● Record extracts
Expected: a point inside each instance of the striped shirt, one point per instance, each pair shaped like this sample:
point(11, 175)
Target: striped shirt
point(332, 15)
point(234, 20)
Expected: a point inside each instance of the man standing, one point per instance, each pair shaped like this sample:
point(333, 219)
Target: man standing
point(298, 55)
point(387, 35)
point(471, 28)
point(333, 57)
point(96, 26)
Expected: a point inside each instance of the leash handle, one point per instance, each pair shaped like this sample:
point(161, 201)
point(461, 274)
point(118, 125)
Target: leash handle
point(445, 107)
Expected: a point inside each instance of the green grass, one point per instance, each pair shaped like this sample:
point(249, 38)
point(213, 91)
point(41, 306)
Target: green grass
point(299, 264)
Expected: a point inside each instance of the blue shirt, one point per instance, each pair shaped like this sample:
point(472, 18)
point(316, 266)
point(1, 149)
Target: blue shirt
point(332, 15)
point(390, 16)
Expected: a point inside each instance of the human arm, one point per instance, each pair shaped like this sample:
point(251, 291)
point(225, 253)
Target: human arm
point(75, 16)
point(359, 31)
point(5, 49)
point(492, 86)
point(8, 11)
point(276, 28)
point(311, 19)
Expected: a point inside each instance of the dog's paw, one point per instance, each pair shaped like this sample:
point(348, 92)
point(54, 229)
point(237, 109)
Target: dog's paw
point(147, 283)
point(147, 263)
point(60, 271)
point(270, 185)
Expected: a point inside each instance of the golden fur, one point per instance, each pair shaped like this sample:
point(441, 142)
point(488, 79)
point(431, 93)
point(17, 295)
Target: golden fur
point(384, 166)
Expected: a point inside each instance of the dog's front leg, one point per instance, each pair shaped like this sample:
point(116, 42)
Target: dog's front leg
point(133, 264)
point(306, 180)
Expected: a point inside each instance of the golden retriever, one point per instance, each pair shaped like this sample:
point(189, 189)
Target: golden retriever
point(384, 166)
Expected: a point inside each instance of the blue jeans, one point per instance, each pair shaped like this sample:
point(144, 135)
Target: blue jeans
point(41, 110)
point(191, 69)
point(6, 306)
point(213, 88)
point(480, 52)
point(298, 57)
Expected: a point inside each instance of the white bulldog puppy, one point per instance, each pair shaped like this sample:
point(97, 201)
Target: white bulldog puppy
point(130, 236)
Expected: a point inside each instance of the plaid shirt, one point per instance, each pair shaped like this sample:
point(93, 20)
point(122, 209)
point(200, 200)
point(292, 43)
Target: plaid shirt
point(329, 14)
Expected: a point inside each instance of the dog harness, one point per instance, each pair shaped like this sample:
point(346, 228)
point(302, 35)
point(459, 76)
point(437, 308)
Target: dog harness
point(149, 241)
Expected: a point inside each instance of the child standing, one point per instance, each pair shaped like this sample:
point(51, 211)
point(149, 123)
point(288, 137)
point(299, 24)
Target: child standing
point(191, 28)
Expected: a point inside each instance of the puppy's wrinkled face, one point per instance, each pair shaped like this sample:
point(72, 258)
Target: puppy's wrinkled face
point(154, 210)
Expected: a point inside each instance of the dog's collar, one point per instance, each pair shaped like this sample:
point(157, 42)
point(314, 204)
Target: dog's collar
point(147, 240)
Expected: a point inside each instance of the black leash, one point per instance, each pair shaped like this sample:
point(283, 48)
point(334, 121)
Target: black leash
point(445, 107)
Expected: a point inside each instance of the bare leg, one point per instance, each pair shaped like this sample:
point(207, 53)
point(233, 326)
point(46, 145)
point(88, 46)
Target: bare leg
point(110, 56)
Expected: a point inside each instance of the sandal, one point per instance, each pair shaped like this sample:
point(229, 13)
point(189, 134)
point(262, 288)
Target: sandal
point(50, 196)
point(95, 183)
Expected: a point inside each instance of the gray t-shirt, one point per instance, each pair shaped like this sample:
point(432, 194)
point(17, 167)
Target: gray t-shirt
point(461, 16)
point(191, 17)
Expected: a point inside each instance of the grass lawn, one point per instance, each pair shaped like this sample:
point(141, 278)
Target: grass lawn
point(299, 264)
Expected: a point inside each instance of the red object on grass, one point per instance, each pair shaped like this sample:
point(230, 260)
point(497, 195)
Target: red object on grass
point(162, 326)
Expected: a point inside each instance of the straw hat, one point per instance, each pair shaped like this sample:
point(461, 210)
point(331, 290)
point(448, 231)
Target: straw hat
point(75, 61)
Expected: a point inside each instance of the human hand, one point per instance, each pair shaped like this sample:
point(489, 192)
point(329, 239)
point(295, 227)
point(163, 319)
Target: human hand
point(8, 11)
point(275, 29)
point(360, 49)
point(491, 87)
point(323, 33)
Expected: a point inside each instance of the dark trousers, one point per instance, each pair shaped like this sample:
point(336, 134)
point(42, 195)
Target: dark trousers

● Your instructions
Above are records; repeat only the lines starting at the line with "point(161, 201)" and ending at the line with "point(41, 306)", exactly as they appear, both included.

● Written solution
point(161, 201)
point(461, 274)
point(118, 125)
Target: leash handle
point(445, 107)
Expected: a point inside each instance of the green grass, one point per instance, each pair shaped like this sample:
point(249, 38)
point(213, 91)
point(41, 306)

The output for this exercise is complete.